READING TEXT:
** start **

Showing posts with label Kay Reynolds. Show all posts
Showing posts with label Kay Reynolds. Show all posts

Tuesday, July 01, 2014

Just Say Nay to Kay the Slumlord

1416 1/2 Park Ave.

In 2011 the controversial Portsmouth businesswoman Kay (AKA Klara) Reynolds was reappointed by Governor Kasich to the Shawnee State University  Board of Trustees, where she will serve on the three-member presidential search committee. More recently, she was sworn in as the Vice-Chair of the Ohio Republican Party (ORP). In view of her reputation, as least among the faculty at SSU and among Tea Partiers, I'm surprised  she was chosen for  either of these two prominent positions. Reynolds  was and still is the owner of, among other businesses,  Scioto Rental Management. In her first term as a member of the Shawnee State University Board of Trustees (1999-2008), she was suspected  of a conflict of interest when she reportedly tried to interest the university in  one of her  troubled properties, an apartment complex  at 115 Boundary Street. At that time SSU president Clive Veri was pushing hard for football at the university, and the argument was made that 115 Boundary Street, overlooking historic Spartan Stadium,  would make  a convenient dormitory  for the team. But  Veri resigned under pressure in 1998, and he was replaced by James Chapman, who decided football was not financially feasible for the university, dashing whatever hopes Reynolds may have had of selling  or leasing 115 Boundary to SSU. She was stuck with the property and the headaches that went with it, not selling it until 2012.

A past president of the Shawnee Education Association, the faculty union, told me that Reynolds back in the late 1990s had voted against a collective bargaining agreement the union and the administration negotiators had worked out, saying that the SSU faculty were like children, and “even though you would like to give them what they want, you must sometimes say NO!” That apparently was also her attitude toward tenants, whom she was accustomed to saying no to, as for example, when they asked for their security deposits back. I was told by one of her former tenants at 115 Boundary that Kay, or Klara,  to use her business name, refused to refund his deposit even though his mother told me she had thoroughly cleaned his apartment after he moved out.

Kay  Boynton  Reynold's maiden name was Klara Rapp, but having been married twice, she uses a bewildering combination of first names, initials, and last names,  making it difficult to track her down in public records.  But generally, Klara is the name she uses in business and Kay the name she uses as a social and political figure. The mercenary Klara makes the money and  does the dirty work, so to speak, and  the high-minded public-figure Kay takes the credit and gets the kudos.  Klara takes the low road and Kay the high road. Read the statement she released when she was reappointed to the board and you would think she was a miracle worker and not the most divisive and obstructive member of that board. "I’m honored to be able to serve again," she wrote.  "My previous term we accomplished a great deal and made a number of decisions that I feel were critical in helping Shawnee State grow. It makes me proud.”

** end **

DATASET SECTION:
** start **

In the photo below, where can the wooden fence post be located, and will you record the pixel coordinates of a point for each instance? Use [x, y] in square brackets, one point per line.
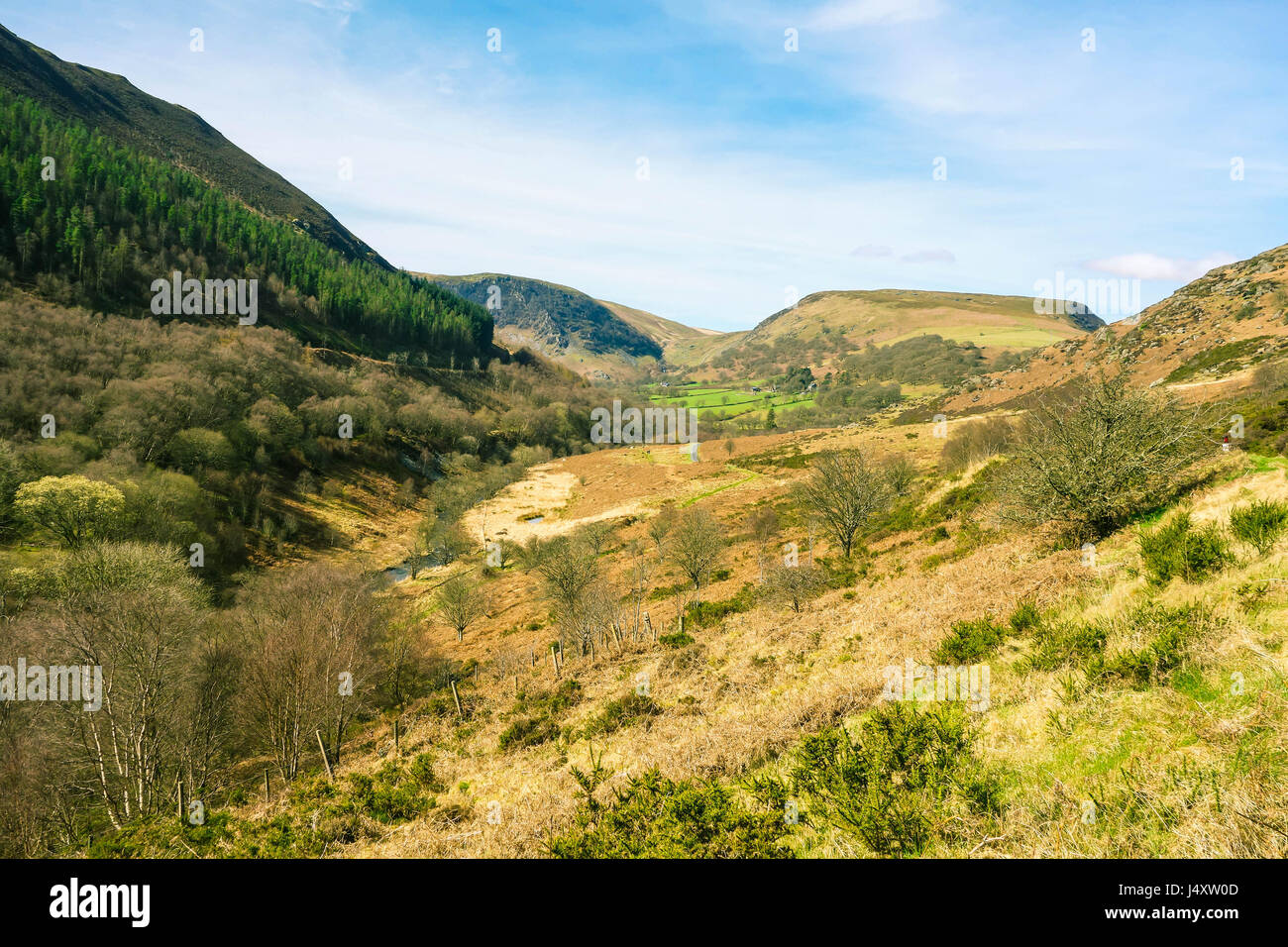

** end **

REQUIRED TASKS:
(1) In the blog post about Kay Reynolds, in what year did she finally sell the property at 115 Boundary Street?
(2) Resume the blog post about Kay Reynolds, starting right after its last sentence.

WRITTEN ANSWERS:
(1) 2012

(2)
Is she also proud of what she has done as a landlord in Portsmouth? In the last fourteen years, for allegedly failing to meet their financial obligations, her tenants have been taken to court by Kay, or more specifically by Klara,  about 180 times,  including tenants from 115 Boundary Street. It appears she failed to meet her obligations as a landlord to keep up her properties.  I recently learned she owns a house, at 1416 ½ Park Avenue,  that is not  fit  for human habitation.  Actually, the house is not located on Park Avenue  but on the alley that runs behind it, and it is not officially numbered 1416 1/2, but rather as 1416, creating confusion.  The County Auditor's Office clarified things for me when they pointed out that  the parcel of land at 1416 Park contains two different residences, front and back, separated by a fence. How did this confusing arrangement of two 1416s come about? Perhaps only Klara knows. Kay took tenants of 1416 into court, but of the front or the back 1416 is not clear.

I made a visit to the back 1416, to  what I'll call 1416 1/2, one muggy morning with my friend Austin Leedom, editor of the Shawnee Sentinel.  When we arrived at the alley, a deranged-looking  man was poking through overflowing trash barrels. Barking dogs snarled at us from behind rusting link fences. The front door of the unnumbered 1416½ was boarded up with plywood, so we went to the backyard, which was strewn with debris, including a large, ratty sofa. Through the open  back door, I could see the gutted kitchen which had a large mattress on the floor. (See the photos above.)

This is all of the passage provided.